==== EXERCISE INPUTS ====

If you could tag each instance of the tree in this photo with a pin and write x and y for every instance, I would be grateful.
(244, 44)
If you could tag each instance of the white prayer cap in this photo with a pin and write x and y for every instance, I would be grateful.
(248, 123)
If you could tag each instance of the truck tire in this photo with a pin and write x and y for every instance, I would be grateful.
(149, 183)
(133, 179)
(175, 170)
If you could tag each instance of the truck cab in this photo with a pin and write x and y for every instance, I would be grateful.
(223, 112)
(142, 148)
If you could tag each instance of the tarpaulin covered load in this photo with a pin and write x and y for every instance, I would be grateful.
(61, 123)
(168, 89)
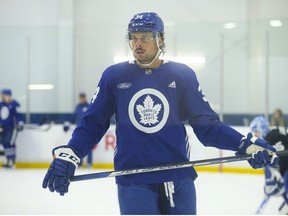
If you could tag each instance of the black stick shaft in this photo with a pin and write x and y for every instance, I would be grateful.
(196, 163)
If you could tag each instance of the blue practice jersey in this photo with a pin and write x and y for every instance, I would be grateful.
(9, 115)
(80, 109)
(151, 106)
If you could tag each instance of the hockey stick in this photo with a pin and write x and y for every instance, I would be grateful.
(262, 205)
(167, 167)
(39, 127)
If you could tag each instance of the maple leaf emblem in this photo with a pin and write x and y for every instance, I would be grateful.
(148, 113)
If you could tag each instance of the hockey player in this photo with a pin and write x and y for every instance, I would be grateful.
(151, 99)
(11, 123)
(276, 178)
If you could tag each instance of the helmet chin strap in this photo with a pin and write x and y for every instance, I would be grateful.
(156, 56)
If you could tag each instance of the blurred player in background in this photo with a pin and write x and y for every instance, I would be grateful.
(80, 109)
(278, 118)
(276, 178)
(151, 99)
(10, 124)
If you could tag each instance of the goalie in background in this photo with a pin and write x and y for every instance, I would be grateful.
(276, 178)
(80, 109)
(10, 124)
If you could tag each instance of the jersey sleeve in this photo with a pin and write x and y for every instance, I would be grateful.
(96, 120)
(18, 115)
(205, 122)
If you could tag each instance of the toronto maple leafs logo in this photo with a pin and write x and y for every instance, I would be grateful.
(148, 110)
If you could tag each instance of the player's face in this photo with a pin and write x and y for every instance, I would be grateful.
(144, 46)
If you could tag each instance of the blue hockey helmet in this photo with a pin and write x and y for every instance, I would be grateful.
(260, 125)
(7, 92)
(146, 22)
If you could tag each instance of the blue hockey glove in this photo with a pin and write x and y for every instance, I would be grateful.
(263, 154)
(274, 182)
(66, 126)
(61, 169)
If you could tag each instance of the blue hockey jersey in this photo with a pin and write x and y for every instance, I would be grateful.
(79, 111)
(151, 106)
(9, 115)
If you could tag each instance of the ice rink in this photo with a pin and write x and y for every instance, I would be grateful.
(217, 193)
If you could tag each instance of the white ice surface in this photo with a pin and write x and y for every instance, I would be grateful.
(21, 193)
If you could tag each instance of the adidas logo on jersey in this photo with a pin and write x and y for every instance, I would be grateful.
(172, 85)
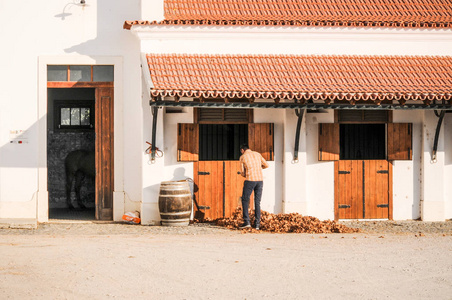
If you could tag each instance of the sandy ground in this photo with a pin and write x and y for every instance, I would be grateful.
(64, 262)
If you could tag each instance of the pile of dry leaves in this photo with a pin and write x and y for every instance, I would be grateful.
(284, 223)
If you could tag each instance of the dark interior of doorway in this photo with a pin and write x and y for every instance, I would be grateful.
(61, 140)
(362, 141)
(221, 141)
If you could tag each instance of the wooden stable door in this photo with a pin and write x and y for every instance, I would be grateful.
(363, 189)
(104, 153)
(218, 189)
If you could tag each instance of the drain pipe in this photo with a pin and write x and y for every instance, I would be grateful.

====

Reproduce all of the data exactly, omitting each picture it holds.

_OUTPUT OF THE TASK_
If you could tag each instance of the tree in this photo with a pin and write x and y for every instance, I would be grateful.
(244, 44)
If you could tag each instance of the white prayer cap in this photo with a pin and write x and y for every instance, I would be grateful.
(248, 123)
If you could tag each instance of the truck tire in this photo with a pin and write x and y for every instance, I would be grateful.
(149, 183)
(133, 179)
(175, 170)
If you could tag each instance of the truck cab in this photo with a pin and write x and y for every instance, I would be grateful.
(223, 112)
(142, 148)
If you could tag each instance of the tarpaulin covered load in this photo with a pin and write x and y for every instance, I would be grateful.
(61, 123)
(168, 89)
If you could tag each instance of the black stick shaft in this photo with a pin and write x and y for every instance, I would be grateful.
(196, 163)
If you could tag each instance of the blue practice jersey in this photo with a pin and write x and y for every instance, I would be grateful.
(9, 115)
(80, 109)
(151, 106)
If you could tag each instance of the hockey stick in this photo with a pin and write x and y for every instance, I would be grateful.
(262, 205)
(167, 167)
(39, 127)
If you could tag each instance of the maple leaf emblem in this photo with a pin and write x and y for every instance, I would be grateful.
(148, 113)
If you could tag each instance of the hockey player in this photo with a pin and write x and y for every instance, I would be grateful.
(151, 99)
(11, 123)
(276, 178)
If you could tag each instance of the helmet chin strap in this photo with a pin and write x and y for every instance, I would be grateful.
(156, 56)
If you could tag each instance of the blurred player in background in this photo with a pin and write x and y for every instance, I would be grateful.
(80, 109)
(278, 118)
(276, 178)
(151, 99)
(10, 124)
If you could tag each instance of the goalie in background in this photo with a pin and write x and y for every instance, I would be grateful.
(276, 178)
(80, 109)
(10, 124)
If you could tag each instance of the jersey sleeve in this photo with a pin and write x and y for every instance, I would be grateful.
(96, 120)
(18, 115)
(205, 122)
If you could tag each instance of the toronto maple leafs logo in this photo with a pin and write x and y for every instance, I would be grateful.
(148, 110)
If you could tag each instance of the player's face in this photo with a pin and write x and y for every instance, I would be grateful.
(144, 46)
If you could tag each instance of the blue hockey helmet in this photo with a pin and write x and y for every instance, I would be grateful.
(260, 125)
(7, 92)
(146, 22)
If you could tag each instance of the blue hockey glove in this photo with a pin and write x and y for every instance, I would be grateful.
(263, 154)
(274, 182)
(66, 126)
(61, 169)
If you could tag each instance of the blue hockey jersey in this photo with a pin and write x and y for every instance, I would be grateful.
(79, 111)
(151, 106)
(9, 115)
If you could tag each instance of the ice rink in this photo with a pin and write x and y for every instance, I would be grateful.
(217, 193)
If you could tag each instance of the white ice surface in this photo with a pin and write x and y for every instance, I would be grateful.
(21, 193)
If you could tag each instance of the adidas logo on jersey in this photo with a pin and write x and y for every instance, I would be grateful.
(172, 85)
If you could tag each instance of the sandy ground in this photo with a pin and write x and y for every instance, I would be grateful.
(64, 262)
If you could tag each instance of the pile of dry leaves in this photo with a pin and write x and y for every instance, I would be grateful.
(284, 223)
If you could tag each instance of the dark interior of doorway in this photo with a pin and write x and y for every instance, I would be grateful.
(61, 140)
(362, 141)
(221, 141)
If you could tag each instance of the wooden stable door in this photo with a pin and write x and y for every instance, I would be grateful.
(363, 189)
(104, 153)
(218, 189)
If you could tag each instance of the drain pipe in this photo with a pin and write x and y for every instance, I would be grateful.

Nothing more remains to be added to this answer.